══ RAW DATA ══

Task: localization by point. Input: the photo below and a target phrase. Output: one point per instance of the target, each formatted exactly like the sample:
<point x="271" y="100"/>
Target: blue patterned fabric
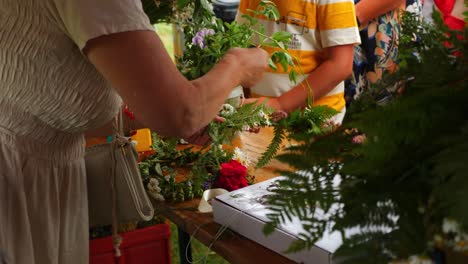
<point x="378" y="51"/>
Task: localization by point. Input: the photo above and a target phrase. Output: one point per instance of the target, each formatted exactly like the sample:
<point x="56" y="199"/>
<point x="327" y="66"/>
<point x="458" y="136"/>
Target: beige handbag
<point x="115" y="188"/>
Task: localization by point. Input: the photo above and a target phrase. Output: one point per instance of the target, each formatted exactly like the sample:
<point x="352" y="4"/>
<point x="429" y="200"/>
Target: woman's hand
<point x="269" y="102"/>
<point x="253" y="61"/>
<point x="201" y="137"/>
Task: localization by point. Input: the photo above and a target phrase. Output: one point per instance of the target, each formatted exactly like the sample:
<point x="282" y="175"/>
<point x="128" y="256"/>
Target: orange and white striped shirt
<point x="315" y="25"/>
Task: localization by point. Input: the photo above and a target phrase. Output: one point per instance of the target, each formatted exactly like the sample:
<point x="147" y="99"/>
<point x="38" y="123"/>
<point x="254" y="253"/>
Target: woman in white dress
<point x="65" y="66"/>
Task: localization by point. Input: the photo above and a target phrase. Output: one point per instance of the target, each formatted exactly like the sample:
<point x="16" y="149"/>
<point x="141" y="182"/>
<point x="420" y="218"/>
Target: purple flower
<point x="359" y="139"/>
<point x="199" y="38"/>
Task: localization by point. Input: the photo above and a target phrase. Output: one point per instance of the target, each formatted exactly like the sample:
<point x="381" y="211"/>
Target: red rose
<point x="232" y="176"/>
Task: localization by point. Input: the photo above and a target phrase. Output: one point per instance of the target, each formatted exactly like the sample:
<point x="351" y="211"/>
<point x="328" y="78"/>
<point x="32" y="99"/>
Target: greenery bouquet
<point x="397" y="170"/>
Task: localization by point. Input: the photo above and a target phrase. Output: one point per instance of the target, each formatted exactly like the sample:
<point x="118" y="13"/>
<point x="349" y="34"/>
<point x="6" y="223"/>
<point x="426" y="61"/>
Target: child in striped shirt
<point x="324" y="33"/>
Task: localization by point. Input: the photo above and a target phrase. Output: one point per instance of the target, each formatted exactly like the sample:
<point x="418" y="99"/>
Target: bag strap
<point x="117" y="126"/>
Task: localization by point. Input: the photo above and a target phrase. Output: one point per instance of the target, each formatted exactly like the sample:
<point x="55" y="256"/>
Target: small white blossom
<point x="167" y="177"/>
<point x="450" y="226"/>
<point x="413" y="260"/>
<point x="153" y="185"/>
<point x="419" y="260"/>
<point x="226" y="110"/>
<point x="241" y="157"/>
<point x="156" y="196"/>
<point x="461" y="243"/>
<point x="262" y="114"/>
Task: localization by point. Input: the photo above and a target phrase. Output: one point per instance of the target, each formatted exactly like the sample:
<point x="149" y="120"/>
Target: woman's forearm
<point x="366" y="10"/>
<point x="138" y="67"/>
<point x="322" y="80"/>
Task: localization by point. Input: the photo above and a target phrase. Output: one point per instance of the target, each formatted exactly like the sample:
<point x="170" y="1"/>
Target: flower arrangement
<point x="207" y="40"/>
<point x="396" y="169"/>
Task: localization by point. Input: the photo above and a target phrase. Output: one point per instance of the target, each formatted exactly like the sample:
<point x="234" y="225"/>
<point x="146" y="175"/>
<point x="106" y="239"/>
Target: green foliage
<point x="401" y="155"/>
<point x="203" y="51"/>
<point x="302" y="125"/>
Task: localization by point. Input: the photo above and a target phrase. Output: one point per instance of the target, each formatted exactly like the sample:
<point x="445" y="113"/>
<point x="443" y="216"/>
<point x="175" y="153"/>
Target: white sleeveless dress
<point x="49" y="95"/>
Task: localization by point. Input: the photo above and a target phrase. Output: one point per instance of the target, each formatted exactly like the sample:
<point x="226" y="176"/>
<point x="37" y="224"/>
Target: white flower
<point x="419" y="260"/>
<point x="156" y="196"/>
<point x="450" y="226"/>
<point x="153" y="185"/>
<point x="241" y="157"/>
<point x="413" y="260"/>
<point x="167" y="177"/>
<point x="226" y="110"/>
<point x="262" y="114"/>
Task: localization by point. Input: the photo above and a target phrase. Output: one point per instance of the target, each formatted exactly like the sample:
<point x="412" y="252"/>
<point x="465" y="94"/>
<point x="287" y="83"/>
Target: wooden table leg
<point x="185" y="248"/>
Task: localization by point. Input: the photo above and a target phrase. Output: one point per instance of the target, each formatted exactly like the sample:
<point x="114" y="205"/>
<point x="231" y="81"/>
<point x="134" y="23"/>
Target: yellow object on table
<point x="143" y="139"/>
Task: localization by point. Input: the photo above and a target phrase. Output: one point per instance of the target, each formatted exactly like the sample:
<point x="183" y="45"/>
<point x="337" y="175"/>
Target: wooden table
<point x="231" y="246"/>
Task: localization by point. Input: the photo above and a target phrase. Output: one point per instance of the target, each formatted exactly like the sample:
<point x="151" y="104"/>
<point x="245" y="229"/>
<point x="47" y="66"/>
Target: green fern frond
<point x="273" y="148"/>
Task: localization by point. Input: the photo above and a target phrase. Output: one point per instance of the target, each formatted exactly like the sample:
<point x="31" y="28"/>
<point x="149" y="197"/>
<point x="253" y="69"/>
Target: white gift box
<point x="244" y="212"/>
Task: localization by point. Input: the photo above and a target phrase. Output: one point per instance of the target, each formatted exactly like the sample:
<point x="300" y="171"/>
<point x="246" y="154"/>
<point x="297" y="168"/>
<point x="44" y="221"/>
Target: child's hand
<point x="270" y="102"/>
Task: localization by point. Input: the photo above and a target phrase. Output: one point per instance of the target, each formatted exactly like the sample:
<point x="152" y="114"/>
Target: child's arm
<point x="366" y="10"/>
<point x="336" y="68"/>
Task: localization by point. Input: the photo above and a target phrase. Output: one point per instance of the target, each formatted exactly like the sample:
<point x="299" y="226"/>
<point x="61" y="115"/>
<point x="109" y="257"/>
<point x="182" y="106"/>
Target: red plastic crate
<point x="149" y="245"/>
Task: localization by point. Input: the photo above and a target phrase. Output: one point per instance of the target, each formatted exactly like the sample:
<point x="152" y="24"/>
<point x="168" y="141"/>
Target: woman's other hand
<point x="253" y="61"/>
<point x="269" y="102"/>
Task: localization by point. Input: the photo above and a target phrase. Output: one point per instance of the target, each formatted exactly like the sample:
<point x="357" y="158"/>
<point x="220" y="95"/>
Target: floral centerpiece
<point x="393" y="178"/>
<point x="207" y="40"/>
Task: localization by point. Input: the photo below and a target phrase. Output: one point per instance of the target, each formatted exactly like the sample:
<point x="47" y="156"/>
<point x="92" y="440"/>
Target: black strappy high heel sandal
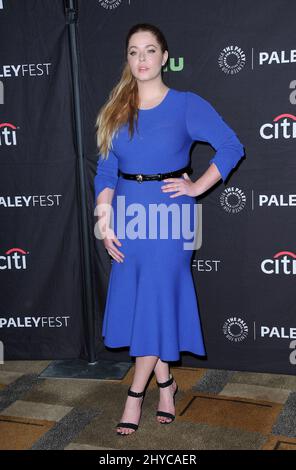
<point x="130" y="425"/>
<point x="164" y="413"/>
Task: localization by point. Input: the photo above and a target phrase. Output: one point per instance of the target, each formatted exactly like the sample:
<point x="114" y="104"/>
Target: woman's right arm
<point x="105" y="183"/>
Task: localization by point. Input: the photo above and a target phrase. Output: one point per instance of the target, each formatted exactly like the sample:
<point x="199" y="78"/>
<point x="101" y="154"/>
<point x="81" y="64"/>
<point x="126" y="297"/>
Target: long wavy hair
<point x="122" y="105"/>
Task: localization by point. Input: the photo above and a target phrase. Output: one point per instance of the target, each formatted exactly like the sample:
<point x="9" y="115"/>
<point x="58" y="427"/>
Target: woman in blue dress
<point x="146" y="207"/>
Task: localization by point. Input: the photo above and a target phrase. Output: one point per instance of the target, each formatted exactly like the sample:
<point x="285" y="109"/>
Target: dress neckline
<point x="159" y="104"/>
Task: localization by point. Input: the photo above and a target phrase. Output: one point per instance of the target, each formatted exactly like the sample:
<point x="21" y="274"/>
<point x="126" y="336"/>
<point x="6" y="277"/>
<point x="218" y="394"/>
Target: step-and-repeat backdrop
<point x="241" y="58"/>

═══
══ RAW DATA ══

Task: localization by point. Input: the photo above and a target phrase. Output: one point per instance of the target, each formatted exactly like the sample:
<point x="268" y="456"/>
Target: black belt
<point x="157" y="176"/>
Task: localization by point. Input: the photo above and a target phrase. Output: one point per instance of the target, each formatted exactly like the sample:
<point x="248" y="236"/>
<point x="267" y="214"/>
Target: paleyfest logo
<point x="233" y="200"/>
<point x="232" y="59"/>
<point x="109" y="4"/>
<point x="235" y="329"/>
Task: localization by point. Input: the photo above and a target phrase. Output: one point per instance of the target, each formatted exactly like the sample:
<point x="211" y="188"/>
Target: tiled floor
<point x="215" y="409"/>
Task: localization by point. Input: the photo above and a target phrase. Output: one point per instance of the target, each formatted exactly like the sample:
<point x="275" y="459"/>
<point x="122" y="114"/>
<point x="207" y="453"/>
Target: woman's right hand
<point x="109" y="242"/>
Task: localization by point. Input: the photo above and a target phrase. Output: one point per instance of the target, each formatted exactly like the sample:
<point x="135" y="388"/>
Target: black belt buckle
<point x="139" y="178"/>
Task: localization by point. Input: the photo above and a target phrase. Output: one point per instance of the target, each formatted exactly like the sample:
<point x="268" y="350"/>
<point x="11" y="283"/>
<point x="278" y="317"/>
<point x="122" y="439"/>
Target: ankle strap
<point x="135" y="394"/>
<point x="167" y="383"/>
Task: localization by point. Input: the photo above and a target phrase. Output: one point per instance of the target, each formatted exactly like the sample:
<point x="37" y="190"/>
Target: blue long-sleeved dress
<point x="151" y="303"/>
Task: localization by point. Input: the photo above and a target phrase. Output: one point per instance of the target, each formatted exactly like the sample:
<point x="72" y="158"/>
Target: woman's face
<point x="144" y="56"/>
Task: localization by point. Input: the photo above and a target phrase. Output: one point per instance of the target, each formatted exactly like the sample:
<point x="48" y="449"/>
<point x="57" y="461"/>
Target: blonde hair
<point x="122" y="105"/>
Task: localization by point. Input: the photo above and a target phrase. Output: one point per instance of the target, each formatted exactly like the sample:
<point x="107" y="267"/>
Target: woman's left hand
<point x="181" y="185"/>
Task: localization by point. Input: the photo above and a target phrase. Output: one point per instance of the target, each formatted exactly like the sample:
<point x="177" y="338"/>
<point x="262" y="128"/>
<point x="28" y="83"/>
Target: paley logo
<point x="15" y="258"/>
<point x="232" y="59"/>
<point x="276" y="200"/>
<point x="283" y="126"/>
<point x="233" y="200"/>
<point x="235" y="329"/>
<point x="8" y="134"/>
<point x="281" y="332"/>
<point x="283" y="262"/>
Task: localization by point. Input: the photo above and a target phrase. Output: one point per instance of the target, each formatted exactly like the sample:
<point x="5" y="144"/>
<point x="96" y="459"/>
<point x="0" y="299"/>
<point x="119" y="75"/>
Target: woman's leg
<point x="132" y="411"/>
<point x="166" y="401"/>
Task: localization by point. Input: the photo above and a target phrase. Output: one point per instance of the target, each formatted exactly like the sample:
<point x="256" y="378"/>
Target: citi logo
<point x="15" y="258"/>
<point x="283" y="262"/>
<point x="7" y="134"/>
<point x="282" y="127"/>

═══

■ DO THIS
Count the lines in the material above that contain the string "logo" and give only that number.

■ EXERCISE OUTPUT
3